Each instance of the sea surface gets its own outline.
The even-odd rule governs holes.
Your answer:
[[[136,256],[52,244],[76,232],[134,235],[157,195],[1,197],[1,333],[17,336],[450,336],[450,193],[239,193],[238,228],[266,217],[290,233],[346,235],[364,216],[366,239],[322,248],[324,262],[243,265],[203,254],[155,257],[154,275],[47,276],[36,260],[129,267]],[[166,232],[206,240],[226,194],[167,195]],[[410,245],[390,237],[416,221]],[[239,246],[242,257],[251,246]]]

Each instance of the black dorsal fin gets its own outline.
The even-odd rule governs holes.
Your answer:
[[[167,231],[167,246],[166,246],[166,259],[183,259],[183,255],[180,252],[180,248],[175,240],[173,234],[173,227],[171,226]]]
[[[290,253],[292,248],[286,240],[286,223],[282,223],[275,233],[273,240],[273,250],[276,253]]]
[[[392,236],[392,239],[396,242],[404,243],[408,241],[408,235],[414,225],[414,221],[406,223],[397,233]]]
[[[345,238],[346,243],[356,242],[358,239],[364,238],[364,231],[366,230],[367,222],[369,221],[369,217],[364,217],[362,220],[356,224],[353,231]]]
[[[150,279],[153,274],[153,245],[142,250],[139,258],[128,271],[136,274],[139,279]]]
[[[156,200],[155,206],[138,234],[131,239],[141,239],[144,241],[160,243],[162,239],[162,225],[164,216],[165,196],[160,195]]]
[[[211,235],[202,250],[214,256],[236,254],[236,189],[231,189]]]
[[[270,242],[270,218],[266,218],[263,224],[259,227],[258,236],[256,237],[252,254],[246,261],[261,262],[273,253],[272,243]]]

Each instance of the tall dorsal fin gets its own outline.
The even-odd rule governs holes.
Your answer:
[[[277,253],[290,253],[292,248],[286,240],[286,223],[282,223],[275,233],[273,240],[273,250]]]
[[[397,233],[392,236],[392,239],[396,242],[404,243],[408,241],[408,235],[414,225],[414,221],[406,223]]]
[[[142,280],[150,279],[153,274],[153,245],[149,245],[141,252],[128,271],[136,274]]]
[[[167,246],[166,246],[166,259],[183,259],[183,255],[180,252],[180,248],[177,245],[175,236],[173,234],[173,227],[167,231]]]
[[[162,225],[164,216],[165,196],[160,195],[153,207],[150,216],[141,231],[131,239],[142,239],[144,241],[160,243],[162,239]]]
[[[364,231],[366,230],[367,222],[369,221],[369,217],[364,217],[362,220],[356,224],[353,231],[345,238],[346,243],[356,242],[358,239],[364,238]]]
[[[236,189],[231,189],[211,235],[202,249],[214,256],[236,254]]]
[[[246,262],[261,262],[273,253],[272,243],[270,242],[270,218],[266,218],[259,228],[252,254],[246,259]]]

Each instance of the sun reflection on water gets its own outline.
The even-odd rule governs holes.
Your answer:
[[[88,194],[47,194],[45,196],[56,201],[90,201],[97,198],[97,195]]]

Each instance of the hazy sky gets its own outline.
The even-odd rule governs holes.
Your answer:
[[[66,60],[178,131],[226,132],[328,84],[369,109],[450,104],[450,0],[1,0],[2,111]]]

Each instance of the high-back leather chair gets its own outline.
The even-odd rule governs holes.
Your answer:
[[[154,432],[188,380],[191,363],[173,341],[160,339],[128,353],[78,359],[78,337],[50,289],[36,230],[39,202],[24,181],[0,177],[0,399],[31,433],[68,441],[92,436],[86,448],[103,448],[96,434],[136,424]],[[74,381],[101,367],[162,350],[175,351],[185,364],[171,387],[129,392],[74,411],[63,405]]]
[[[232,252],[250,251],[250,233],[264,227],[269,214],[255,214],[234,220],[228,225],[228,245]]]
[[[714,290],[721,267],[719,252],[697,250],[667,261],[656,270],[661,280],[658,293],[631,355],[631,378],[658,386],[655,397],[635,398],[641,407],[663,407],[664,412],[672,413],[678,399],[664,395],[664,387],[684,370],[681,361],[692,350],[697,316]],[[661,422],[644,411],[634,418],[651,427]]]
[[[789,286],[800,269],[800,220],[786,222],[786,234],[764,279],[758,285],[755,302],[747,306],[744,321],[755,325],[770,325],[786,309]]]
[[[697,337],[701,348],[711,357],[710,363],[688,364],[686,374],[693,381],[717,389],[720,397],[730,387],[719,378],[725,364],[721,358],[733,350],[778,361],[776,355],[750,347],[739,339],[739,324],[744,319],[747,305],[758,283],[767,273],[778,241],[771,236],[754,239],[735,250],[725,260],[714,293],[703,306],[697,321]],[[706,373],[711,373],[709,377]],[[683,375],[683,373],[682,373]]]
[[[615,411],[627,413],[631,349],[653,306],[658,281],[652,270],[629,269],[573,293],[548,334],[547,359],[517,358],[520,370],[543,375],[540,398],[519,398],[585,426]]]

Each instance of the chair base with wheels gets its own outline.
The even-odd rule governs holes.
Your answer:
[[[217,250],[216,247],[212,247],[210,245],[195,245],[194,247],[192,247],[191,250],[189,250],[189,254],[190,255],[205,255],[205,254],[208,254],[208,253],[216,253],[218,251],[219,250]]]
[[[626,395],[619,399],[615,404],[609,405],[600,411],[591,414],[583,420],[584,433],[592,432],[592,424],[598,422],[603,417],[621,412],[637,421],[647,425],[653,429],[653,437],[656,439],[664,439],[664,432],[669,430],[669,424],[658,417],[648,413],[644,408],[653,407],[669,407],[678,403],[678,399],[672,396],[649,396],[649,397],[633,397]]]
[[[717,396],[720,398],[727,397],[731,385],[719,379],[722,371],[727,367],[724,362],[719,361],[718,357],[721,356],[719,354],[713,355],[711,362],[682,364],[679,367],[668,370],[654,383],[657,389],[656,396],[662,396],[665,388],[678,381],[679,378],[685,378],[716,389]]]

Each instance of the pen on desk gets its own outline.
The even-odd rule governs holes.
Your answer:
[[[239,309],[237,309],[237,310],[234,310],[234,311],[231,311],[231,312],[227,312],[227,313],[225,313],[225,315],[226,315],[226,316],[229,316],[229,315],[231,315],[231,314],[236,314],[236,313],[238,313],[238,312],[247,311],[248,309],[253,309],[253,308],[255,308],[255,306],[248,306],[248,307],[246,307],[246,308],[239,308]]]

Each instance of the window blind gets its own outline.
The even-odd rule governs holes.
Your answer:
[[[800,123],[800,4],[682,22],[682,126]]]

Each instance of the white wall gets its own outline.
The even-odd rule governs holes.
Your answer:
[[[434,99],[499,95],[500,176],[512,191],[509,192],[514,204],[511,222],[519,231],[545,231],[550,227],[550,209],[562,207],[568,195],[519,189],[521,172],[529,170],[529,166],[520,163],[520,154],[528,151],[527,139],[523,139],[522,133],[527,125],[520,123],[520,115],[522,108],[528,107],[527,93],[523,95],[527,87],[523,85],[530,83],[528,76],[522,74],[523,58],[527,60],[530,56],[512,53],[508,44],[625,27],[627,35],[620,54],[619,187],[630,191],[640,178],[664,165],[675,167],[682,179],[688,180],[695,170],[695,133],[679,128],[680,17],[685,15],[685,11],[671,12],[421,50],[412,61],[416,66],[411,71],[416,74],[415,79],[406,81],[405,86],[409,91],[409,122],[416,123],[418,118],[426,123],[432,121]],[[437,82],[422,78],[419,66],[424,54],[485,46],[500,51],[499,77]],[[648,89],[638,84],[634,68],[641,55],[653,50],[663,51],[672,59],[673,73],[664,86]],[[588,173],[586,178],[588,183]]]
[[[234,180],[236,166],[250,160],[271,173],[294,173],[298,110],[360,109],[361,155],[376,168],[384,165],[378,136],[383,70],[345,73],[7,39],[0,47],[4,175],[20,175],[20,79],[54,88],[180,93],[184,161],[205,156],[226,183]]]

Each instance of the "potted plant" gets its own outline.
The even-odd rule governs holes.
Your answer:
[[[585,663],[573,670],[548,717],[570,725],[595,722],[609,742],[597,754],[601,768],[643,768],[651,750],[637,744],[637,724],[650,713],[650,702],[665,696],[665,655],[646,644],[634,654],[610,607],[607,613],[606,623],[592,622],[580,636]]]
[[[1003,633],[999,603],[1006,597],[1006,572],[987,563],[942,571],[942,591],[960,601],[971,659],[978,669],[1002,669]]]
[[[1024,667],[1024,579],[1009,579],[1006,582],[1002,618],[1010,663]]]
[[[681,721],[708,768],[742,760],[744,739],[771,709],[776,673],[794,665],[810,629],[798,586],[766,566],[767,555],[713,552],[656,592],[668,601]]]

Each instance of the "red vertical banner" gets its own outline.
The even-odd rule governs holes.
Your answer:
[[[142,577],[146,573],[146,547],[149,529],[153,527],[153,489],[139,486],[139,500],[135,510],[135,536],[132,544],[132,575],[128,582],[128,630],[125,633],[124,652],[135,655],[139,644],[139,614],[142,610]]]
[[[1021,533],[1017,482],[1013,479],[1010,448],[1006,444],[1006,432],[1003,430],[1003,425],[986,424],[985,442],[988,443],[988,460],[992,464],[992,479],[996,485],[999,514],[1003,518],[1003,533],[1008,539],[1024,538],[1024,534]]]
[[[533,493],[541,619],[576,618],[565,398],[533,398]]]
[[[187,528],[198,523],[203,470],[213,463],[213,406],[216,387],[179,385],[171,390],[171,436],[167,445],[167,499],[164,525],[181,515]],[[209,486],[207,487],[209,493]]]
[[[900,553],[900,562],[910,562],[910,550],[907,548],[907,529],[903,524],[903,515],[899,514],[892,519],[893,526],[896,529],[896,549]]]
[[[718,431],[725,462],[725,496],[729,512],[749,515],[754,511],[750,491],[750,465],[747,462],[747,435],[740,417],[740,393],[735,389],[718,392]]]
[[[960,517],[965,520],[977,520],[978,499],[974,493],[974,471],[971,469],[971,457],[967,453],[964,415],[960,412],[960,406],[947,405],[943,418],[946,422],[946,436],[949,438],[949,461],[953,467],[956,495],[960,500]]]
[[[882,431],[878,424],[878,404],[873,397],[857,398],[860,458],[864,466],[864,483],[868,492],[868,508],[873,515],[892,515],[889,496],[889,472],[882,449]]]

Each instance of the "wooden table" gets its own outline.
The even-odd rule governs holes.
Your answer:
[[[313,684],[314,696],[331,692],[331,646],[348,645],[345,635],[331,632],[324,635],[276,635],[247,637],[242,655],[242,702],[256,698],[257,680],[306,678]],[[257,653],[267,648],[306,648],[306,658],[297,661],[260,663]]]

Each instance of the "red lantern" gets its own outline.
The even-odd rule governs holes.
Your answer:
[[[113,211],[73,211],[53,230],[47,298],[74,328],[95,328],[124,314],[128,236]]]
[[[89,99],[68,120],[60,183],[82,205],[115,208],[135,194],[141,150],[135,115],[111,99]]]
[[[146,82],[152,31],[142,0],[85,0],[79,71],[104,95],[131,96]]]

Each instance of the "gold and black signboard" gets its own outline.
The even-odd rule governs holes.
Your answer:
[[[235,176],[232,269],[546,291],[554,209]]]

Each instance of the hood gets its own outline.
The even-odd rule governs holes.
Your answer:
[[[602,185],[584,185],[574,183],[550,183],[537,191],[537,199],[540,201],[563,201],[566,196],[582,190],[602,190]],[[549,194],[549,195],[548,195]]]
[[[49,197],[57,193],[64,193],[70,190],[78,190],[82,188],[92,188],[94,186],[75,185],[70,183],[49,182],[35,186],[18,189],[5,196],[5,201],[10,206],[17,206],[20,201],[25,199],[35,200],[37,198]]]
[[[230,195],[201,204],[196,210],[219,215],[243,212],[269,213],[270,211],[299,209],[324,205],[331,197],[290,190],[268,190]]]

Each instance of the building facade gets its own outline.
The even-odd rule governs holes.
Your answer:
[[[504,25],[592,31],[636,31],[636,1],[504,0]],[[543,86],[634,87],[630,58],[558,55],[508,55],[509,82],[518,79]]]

┄┄┄┄┄┄┄┄┄┄┄┄┄┄┄┄┄┄┄┄

## TASK DETAILS
For the word "dorsal", count the lines of the data that contain it and give only the count.

## RESULT
2